_ACTIVITY_:
Every record must be copied exactly, except that pictures are dropped.

_SUPPLIED DATA_:
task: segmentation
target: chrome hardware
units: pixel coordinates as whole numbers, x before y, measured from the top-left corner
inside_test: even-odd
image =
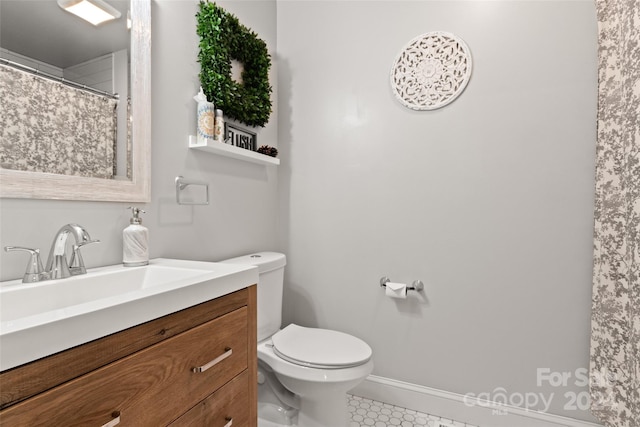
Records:
[[[216,357],[215,359],[213,359],[211,362],[207,363],[206,365],[203,366],[199,366],[196,368],[191,368],[191,372],[194,373],[200,373],[200,372],[204,372],[207,369],[211,368],[214,365],[217,365],[218,363],[222,362],[224,359],[226,359],[227,357],[231,356],[233,354],[233,350],[230,347],[226,347],[224,349],[224,353],[222,353],[220,356]]]
[[[100,240],[91,240],[89,242],[80,243],[79,245],[73,245],[71,260],[69,261],[69,270],[71,271],[72,276],[77,276],[78,274],[87,274],[87,269],[84,266],[84,260],[82,259],[82,253],[80,253],[80,249],[83,246],[89,245],[91,243],[100,243]]]
[[[380,286],[383,288],[386,288],[387,282],[390,282],[390,281],[391,279],[389,279],[387,276],[383,276],[380,278]],[[422,283],[422,280],[414,280],[413,282],[411,282],[410,286],[407,286],[407,290],[420,292],[424,290],[424,283]]]
[[[76,241],[73,248],[73,255],[71,257],[73,270],[69,268],[66,255],[67,238],[69,237],[69,234],[71,234]],[[82,256],[80,256],[79,249],[89,243],[97,242],[99,242],[99,240],[91,240],[87,230],[78,224],[63,225],[53,238],[45,270],[51,275],[51,279],[64,279],[66,277],[71,277],[72,275],[86,273],[87,270],[84,267],[84,262],[82,260]]]
[[[182,192],[190,185],[204,187],[204,200],[192,201],[187,200],[185,197],[181,197]],[[183,176],[176,176],[176,203],[179,205],[208,205],[209,184],[204,181],[196,181],[193,179],[186,179]]]
[[[22,276],[22,283],[34,283],[44,280],[46,273],[42,268],[42,261],[40,260],[40,249],[24,248],[22,246],[5,246],[6,252],[11,251],[24,251],[29,252],[29,264],[27,264],[27,270]]]
[[[231,418],[231,417],[225,417],[225,419],[224,419],[224,420],[225,420],[225,421],[228,421],[228,423],[226,423],[226,424],[224,425],[224,427],[231,427],[231,426],[233,425],[233,418]]]
[[[67,262],[67,238],[72,235],[75,245],[72,247],[71,262]],[[84,260],[80,249],[90,243],[98,243],[100,240],[91,240],[87,230],[78,224],[66,224],[58,230],[53,238],[47,265],[43,269],[40,259],[40,250],[23,248],[21,246],[6,246],[5,251],[26,251],[31,253],[26,273],[22,278],[22,283],[41,282],[50,279],[64,279],[70,276],[86,274]]]
[[[113,417],[113,419],[108,423],[104,424],[102,427],[113,427],[115,425],[120,424],[120,412],[115,411],[111,414],[111,416]]]

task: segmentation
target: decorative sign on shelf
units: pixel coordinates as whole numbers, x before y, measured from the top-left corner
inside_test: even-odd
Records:
[[[443,31],[422,34],[398,54],[391,87],[412,110],[435,110],[453,102],[471,78],[471,51],[459,37]]]
[[[233,123],[227,122],[227,144],[236,147],[246,148],[247,150],[256,151],[258,148],[258,136],[254,132],[249,132]]]

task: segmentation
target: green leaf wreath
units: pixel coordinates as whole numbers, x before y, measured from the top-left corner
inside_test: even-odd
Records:
[[[200,84],[224,115],[249,126],[264,126],[271,115],[267,44],[215,3],[200,1]],[[231,78],[231,60],[242,63],[242,83]]]

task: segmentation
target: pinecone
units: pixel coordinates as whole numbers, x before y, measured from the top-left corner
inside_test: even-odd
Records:
[[[261,145],[260,148],[258,148],[258,153],[276,157],[278,155],[278,149],[276,147],[269,147],[268,145]]]

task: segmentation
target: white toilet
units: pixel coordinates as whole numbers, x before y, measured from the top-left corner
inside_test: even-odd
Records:
[[[258,427],[346,426],[346,392],[373,370],[371,347],[328,329],[280,329],[283,254],[259,252],[222,262],[258,267]]]

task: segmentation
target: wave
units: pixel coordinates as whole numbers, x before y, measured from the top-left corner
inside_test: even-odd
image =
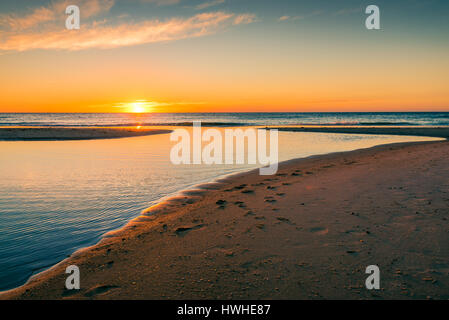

_COMPLETED TASK_:
task: segmentation
target: chrome hardware
units: pixel coordinates as whole numbers, x before y, measured from the top-left corner
inside_test: even-odd
image =
Records:
[[[216,357],[215,359],[213,359],[211,362],[207,363],[206,365],[203,366],[199,366],[196,368],[191,368],[191,372],[194,373],[200,373],[200,372],[204,372],[207,369],[211,368],[214,365],[217,365],[218,363],[222,362],[224,359],[226,359],[227,357],[231,356],[233,354],[233,350],[230,347],[226,347],[224,349],[224,353],[222,353],[220,356]]]
[[[100,240],[91,240],[89,242],[80,243],[79,245],[73,245],[71,260],[69,261],[69,270],[71,271],[72,276],[77,276],[78,274],[87,274],[87,269],[84,266],[84,260],[82,259],[82,253],[80,253],[80,249],[83,246],[89,245],[91,243],[100,243]]]
[[[380,286],[383,288],[386,288],[387,282],[390,282],[390,281],[391,279],[389,279],[387,276],[383,276],[380,278]],[[422,283],[422,280],[414,280],[413,282],[411,282],[410,286],[407,286],[407,290],[420,292],[424,290],[424,283]]]
[[[76,241],[73,248],[73,255],[71,257],[73,270],[69,268],[66,255],[67,238],[69,237],[69,234],[71,234]],[[82,256],[80,256],[79,249],[89,243],[97,242],[99,242],[99,240],[91,240],[87,230],[78,224],[63,225],[53,238],[45,270],[51,275],[51,279],[64,279],[66,277],[71,277],[72,275],[86,273],[87,270],[84,267],[84,262],[82,260]]]
[[[182,192],[190,185],[204,187],[204,200],[192,201],[187,200],[185,197],[181,197]],[[183,176],[176,176],[176,203],[179,205],[208,205],[209,184],[204,181],[196,181],[193,179],[186,179]]]
[[[22,276],[22,283],[34,283],[44,280],[46,273],[42,268],[42,261],[40,260],[40,249],[24,248],[22,246],[5,246],[6,252],[11,251],[24,251],[29,252],[29,264],[27,264],[27,270]]]
[[[231,418],[231,417],[225,417],[225,419],[224,419],[224,420],[225,420],[225,421],[228,421],[228,423],[226,423],[226,424],[224,425],[224,427],[231,427],[231,426],[233,425],[233,418]]]
[[[67,262],[67,238],[72,235],[75,245],[72,247],[71,262]],[[84,260],[80,249],[90,243],[98,243],[100,240],[91,240],[87,230],[78,224],[66,224],[58,230],[53,238],[47,265],[43,269],[40,259],[40,250],[23,248],[21,246],[6,246],[5,251],[26,251],[31,253],[26,273],[22,278],[22,283],[41,282],[50,279],[64,279],[70,276],[86,274]]]
[[[113,417],[113,419],[108,423],[104,424],[102,427],[113,427],[115,425],[120,424],[120,412],[115,411],[111,414],[111,416]]]

task: segmentation
target: decorative sign on shelf
units: pixel coordinates as whole numbers, x before y, measured from the top-left corner
inside_test: even-odd
Records:
[[[443,31],[422,34],[398,54],[391,87],[412,110],[435,110],[453,102],[471,78],[471,51],[459,37]]]
[[[233,123],[227,122],[227,144],[236,147],[246,148],[247,150],[256,151],[258,148],[258,136],[254,132],[249,132]]]

task: segmentation
target: green leaf wreath
units: pixel coordinates as whole numbers, x before y, measured from the top-left corner
inside_test: even-odd
Records:
[[[200,84],[224,115],[249,126],[264,126],[271,115],[267,44],[215,3],[200,1]],[[231,78],[231,60],[242,63],[242,83]]]

task: segmentation
target: pinecone
units: pixel coordinates as whole numbers, x before y, measured from the top-left corner
inside_test: even-odd
Records:
[[[261,145],[260,148],[258,148],[258,153],[276,157],[278,155],[278,149],[276,147],[269,147],[268,145]]]

task: segmentation
target: white toilet
units: pixel coordinates as whole numbers, x before y, measured from the top-left corner
inside_test: even-odd
Records:
[[[258,427],[346,426],[346,392],[373,370],[371,347],[328,329],[280,329],[283,254],[259,252],[222,262],[258,267]]]

task: segmentation
target: wave
units: pixel coordinates as whole numbers, x before y, measured from the top-left corner
inside_test: even-odd
image =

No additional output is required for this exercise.